- [Entries supplied]
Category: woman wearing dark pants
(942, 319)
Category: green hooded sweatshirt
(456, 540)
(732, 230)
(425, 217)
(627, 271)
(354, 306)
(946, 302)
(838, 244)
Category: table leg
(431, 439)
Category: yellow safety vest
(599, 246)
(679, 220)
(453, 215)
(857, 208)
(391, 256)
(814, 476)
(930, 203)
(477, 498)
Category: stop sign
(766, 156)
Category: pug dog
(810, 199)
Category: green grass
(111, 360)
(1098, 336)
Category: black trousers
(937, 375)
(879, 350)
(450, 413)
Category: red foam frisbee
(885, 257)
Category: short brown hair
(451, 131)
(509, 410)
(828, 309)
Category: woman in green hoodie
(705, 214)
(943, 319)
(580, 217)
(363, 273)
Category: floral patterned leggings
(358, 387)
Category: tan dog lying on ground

- [Aim] Write out all of the records above, line for line, without changing a single character.

- [Written answer]
Category: woman wearing dark pants
(942, 319)
Category: green hooded sweatshirt
(456, 540)
(732, 230)
(425, 217)
(627, 271)
(354, 306)
(946, 302)
(838, 244)
Category: table leg
(431, 439)
Category: yellow safety vest
(599, 246)
(679, 220)
(453, 215)
(857, 208)
(391, 256)
(814, 476)
(930, 203)
(477, 498)
Category: stop sign
(766, 156)
Category: pug dog
(810, 199)
Category: green grass
(111, 360)
(1098, 336)
Category: black trousers
(937, 375)
(879, 350)
(450, 413)
Category: red foam frisbee
(885, 257)
Category: short brown hair
(451, 131)
(509, 410)
(828, 309)
Category: woman in green hoodie
(705, 214)
(943, 319)
(580, 217)
(363, 273)
Category: floral patterned leggings
(358, 387)
Category: tan dog lying on ground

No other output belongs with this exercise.